**Supplied information:**
--*--

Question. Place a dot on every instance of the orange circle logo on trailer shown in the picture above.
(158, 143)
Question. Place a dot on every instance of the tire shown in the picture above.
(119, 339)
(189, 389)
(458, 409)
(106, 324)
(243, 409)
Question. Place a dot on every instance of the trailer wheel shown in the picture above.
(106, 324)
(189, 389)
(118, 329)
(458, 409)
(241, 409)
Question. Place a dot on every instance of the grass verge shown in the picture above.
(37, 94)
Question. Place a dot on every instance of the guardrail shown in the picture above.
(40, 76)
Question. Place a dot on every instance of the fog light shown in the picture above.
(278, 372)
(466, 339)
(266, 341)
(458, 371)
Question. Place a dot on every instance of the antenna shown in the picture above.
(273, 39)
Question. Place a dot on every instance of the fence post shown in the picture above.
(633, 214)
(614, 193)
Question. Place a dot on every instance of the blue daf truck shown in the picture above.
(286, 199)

--*--

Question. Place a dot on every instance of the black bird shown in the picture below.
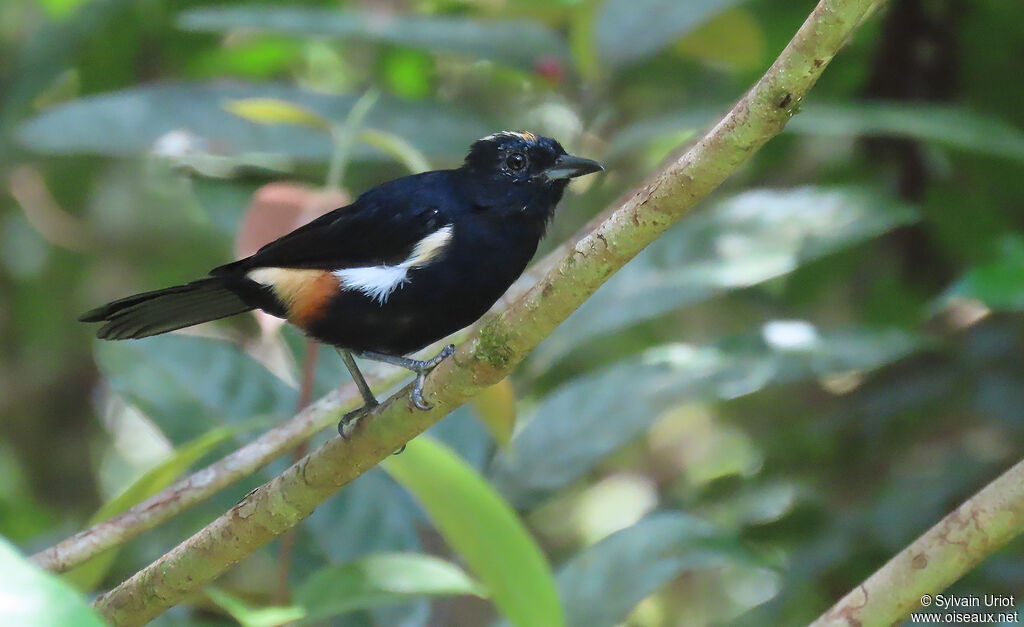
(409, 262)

--*--

**Task instructions:** Copy out each line above that contains the word "shown". Only matches in the same case count.

**Result below:**
Question. Place a dot on every instance of the orange circle logo on trailer shown in the picture above.
Question. Place a dot on every instance of the tire shown in the picture above.
Question. Place a dot on every instance of the trailer wheel shown in the picture above.
Question. Place a dot on every instance of the grass verge shown in the picture above.
Question. Place a dot on every instance of the guardrail shown in the picture above.
Question. Place a dot on every instance of the fog light shown in the picture above.
Question. Place a dot on every instance of the antenna shown in the picture above.
Question. Place a dot on every instance of the fence post shown in the picture above.
Question. Place a dot on every instance of the blue daf truck shown in the picture above.
Question. Place a dot on every instance of the black bird shown in the picture below.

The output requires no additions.